**Stated goal**
Copy out each line in the rows below that contains the string "vehicle".

### Supplied records

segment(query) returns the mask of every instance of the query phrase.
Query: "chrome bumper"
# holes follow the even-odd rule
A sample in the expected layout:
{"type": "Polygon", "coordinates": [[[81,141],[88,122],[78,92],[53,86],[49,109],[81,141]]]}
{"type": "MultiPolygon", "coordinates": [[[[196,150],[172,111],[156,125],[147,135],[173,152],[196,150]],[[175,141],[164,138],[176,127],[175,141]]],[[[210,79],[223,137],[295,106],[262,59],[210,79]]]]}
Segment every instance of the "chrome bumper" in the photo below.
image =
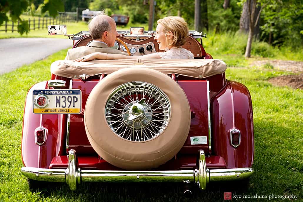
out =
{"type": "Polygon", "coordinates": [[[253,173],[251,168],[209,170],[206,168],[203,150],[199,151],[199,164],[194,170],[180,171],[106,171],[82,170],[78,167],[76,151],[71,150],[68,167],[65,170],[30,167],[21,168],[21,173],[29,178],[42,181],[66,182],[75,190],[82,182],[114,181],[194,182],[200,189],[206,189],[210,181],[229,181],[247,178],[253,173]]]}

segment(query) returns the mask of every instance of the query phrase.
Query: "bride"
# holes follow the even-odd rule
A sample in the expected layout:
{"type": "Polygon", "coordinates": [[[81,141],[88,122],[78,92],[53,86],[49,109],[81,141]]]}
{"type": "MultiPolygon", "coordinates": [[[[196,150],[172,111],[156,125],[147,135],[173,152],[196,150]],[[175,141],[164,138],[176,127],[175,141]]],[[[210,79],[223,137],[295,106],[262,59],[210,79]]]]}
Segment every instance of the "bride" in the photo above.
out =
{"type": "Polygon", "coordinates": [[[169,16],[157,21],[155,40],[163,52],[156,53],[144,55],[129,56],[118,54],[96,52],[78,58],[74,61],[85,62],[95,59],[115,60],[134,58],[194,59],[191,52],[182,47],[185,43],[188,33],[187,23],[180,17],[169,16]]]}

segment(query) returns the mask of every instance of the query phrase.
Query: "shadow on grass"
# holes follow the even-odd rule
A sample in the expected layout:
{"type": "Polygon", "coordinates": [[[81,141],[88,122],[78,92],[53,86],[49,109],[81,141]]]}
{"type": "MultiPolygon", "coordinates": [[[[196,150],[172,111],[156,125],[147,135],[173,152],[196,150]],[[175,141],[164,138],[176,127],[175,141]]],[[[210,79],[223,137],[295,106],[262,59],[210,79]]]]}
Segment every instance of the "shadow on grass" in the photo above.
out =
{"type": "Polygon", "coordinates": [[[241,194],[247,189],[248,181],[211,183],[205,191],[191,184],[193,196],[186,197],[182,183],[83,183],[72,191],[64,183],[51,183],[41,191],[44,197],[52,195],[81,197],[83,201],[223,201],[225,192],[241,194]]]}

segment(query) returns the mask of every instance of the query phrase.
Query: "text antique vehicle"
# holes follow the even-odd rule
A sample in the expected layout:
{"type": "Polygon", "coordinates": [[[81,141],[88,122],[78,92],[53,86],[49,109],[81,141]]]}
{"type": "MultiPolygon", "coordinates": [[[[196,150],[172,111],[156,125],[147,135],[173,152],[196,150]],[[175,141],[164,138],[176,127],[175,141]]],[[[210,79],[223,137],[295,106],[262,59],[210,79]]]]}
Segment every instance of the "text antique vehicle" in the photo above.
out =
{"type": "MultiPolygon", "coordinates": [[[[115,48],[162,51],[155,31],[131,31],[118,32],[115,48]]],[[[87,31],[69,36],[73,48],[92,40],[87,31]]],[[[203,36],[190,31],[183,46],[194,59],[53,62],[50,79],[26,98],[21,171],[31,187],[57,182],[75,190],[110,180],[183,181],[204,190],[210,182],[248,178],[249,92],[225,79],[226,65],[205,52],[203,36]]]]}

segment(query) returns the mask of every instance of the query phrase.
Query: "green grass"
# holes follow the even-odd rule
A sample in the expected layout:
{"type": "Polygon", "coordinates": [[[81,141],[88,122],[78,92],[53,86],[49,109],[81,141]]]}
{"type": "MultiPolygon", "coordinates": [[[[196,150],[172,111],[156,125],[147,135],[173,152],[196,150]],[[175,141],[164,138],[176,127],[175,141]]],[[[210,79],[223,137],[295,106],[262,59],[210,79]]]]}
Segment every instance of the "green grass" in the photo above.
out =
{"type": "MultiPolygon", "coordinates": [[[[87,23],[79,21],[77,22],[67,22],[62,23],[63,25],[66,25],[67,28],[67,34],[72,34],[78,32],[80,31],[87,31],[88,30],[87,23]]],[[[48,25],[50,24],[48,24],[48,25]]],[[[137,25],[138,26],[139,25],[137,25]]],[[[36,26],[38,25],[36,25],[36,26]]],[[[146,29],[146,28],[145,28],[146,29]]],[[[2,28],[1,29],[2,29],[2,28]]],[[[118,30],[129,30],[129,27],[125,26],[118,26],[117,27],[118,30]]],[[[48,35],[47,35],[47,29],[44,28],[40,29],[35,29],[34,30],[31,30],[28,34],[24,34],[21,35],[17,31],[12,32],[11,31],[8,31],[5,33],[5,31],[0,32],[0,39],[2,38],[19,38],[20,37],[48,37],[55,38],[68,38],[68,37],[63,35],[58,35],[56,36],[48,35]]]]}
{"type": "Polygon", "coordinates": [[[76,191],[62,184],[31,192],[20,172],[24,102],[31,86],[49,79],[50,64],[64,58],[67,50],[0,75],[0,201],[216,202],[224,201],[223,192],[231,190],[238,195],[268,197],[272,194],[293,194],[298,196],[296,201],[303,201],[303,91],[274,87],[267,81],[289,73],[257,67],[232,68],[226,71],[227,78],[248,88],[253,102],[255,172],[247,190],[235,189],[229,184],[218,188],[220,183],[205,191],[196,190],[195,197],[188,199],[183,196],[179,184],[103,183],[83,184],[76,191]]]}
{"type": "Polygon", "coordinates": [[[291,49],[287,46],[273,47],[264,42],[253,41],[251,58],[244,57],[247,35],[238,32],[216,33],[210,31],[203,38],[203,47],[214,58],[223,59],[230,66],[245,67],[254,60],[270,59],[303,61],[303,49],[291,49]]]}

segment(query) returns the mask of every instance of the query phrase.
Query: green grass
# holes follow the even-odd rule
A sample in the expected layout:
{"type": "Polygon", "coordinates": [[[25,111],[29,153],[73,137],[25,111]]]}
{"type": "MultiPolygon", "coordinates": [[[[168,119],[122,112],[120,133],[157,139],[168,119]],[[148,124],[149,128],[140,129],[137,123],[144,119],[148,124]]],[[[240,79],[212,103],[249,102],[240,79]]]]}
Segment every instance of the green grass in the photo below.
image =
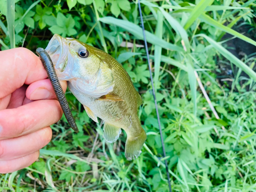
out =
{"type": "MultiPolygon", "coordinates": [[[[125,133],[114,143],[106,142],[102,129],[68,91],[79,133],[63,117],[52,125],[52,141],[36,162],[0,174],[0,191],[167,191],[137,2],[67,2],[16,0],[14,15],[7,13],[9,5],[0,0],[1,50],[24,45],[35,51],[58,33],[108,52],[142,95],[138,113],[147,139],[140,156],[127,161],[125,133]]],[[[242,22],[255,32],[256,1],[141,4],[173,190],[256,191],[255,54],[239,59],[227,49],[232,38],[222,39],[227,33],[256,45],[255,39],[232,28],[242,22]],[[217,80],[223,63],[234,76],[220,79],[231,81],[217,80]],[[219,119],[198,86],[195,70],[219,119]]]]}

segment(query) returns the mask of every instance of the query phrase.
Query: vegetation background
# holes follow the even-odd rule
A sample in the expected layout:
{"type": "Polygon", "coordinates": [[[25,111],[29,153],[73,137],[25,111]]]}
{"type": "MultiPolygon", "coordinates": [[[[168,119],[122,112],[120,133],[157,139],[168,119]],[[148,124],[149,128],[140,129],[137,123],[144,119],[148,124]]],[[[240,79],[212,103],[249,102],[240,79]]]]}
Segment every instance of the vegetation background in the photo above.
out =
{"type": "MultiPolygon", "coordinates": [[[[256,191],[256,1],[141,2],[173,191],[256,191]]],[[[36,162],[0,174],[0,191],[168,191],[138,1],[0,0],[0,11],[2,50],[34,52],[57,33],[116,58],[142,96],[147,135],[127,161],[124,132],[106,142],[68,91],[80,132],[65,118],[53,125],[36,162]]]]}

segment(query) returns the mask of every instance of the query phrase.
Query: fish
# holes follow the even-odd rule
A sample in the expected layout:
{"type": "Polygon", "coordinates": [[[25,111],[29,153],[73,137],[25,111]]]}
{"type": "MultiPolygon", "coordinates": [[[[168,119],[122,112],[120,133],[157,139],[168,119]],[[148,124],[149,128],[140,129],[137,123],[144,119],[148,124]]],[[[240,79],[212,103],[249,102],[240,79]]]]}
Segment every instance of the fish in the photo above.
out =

######

**Task result**
Query: "text antique vehicle"
Segment every instance of the "text antique vehicle" in the photo above.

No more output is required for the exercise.